** begin Text passage **
Accrued Interest

Accrued interest is the unpaid interest on a loan or financial obligation by a specific date, counted as revenue for lenders or expense for borrowers.
Accrued Interest
3 mins read
06-Jul-2024

The accrual basis of accounting entails the recording of revenue and expenditure on the date when a particular transaction occurs, even if the payment is yet to be completed. For instance, if company A has purchased goods on credit from company B on February 10, 2024, and the payment is to be made a month later, the transaction would be recorded in both companies’ books on February 10, 2024, rather than on the date when the payment is completed. Amongst the pivotal elements of accrual accounting is the accrued interest.

In this article, we shall discuss the meaning of accrued interest and how it is treated in accounting.

What is accrued interest?

In accounting, accrued interest refers to the amount of interest that has been incurred, as of a specific date, on a loan or other financial obligation but has not yet been paid out. Accrued interest can either be in the form of accrued interest revenue, for the lender, or accrued interest expense, for the borrower.

Depending on whether you are the buyer or seller (or debtor or creditor) in a transaction, accrued interest could be an asset or liability for you. Another common form of accrued interest is accrued interest on investment; that is, interest that has become due but is yet to be paid. Now that we have discussed the meaning of accrued interest, let us turn our attention to how accrued interest is generated.

Accounting is done for a specific period, usually a month and, in turn, a financial year. Interest outstanding on a particular obligation is computed as of the last date of the aforementioned period. However, the actual date of interest payment may differ depending on various factors, such as the terms of credit (in case of purchase and sale transactions) and the fixed date of interest payment (in case of bonds). Let us understand this with the help of an example.

Company A has to pay interest on an outstanding loan on the 15th of each month. The accounting period followed by the company, however, is 1st to 31st. The interest outstanding for a particular month shall be paid out on the 15th of the following month, but the total interest accrued for the said month shall be recorded in the books of accounts on the 30th/ 31st of the month. Interest for 15 days will be treated as accrued interest. The same concept is applicable to interest that is receivable by a company.

How is accrued interest treated in accounting?

The accrued interest for any particular period is recorded in the books of account, right from the journal to the statement of profit and loss and the balance sheet. Accrued interest due to be paid/ received by a company is recorded in the journal as an adjusting entry. For outstanding interest, there is a journal entry debiting the Interest Expense account and crediting the Accrued Interest Payable account. To record receivable interest, the Accrued Interest Receivable account is debited, and the Interest Revenue account is credited.
** end Text passage **
** begin Data provided **
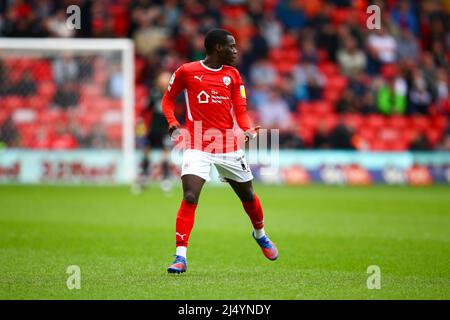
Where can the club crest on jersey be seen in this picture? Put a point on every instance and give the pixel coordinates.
(227, 81)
** end Data provided **
> What to work on
a – In the accrued interest article, on which day of each month does Company A have to pay interest on its outstanding loan?
b – Write the next part of the accrued interest article, picking up right after its final sentence.

> Answers to each task
a – The 15th of each month.

b –
In the income statement of a company, accrued interest is recorded as an outstanding expense if it is to be paid and as an outstanding revenue if it is to be received. For the balance sheet, Accrued Interest Receivable is treated and recorded as a Current Asset (since accrued interest is usually for a period lower than one year), and Accrued Interest Payable is recorded as a Current Liability.

Additional read: What are Assets

Example of accrued interest

Let us understand how accrued interest is recorded in the account books through an example. Let us assume Company P has taken a loan of Rs. 12 lakh from Bank X at 10% per annum. The monthly instalments for the aforementioned loan is due on the 5th of each month. For the accounting period of any subsequent month (once the loan repayment begins), the total interest due shall be Rs. 10,000 and accrued interest shall be Rs. 8,333 (considering 30 days in a month).

What is accrued interest on bonds?

The concept of accrued interest is also applicable to investments. Therefore, when you purchase or sell a bond, the transaction amount shall be computed after taking into account the accrued interest on the investment. The interest on bonds is usually paid out on a yearly or bi-annual basis. If a bond is purchased within two interest payouts, the purchaser must add the accrued interest on the bond to the amount to be paid to the seller. This is done because the interest on the bond prior to the date of purchase is owed to the previous owner of the instrument.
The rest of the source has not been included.